WHAT YOU NEED TO DO - Beginning with the line that has "Box each tulip petal you can see.", please write out each remaining line of the listing below, word for word.

Start of EXTRACTED DATA

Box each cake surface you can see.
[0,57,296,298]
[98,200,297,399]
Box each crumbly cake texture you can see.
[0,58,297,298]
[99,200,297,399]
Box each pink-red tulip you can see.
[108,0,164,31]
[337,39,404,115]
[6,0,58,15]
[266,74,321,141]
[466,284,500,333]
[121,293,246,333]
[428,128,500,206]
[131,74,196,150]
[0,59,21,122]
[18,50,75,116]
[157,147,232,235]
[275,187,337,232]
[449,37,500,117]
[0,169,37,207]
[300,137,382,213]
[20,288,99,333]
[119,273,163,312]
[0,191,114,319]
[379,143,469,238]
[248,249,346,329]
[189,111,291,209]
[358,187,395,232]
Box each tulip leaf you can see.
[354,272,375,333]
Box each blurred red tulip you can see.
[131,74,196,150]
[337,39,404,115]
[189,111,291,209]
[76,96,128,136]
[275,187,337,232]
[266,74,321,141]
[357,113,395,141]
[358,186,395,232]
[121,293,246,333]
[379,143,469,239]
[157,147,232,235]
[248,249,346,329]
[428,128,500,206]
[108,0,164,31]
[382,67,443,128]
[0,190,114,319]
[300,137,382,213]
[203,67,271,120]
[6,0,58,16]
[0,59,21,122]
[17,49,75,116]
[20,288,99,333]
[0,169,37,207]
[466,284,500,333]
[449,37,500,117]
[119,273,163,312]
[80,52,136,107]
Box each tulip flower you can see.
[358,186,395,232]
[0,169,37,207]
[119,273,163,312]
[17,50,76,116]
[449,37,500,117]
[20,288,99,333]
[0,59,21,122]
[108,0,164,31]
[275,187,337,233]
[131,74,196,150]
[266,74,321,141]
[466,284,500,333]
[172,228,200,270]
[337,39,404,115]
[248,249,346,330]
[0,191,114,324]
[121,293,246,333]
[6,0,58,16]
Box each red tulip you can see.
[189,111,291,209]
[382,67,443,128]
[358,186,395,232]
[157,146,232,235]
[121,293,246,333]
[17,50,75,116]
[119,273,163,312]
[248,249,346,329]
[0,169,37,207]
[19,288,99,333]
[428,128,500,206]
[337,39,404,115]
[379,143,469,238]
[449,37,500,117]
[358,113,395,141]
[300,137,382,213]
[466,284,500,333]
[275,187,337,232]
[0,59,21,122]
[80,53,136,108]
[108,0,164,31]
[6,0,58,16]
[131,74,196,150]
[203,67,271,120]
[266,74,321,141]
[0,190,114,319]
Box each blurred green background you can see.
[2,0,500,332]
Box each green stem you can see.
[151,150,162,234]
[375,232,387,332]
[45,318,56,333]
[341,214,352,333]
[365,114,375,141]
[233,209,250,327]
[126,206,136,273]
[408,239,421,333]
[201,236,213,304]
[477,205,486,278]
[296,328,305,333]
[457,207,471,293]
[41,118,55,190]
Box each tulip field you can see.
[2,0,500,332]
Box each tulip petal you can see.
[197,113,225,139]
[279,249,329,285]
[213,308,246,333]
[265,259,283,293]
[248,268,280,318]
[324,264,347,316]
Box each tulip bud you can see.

End of EXTRACTED DATA

WRITTEN SOLUTION -
Box each tulip petal you can see.
[197,113,225,139]
[279,249,329,285]
[213,308,246,333]
[265,259,283,293]
[248,268,280,318]
[324,264,347,316]
Box each tulip bud you can see.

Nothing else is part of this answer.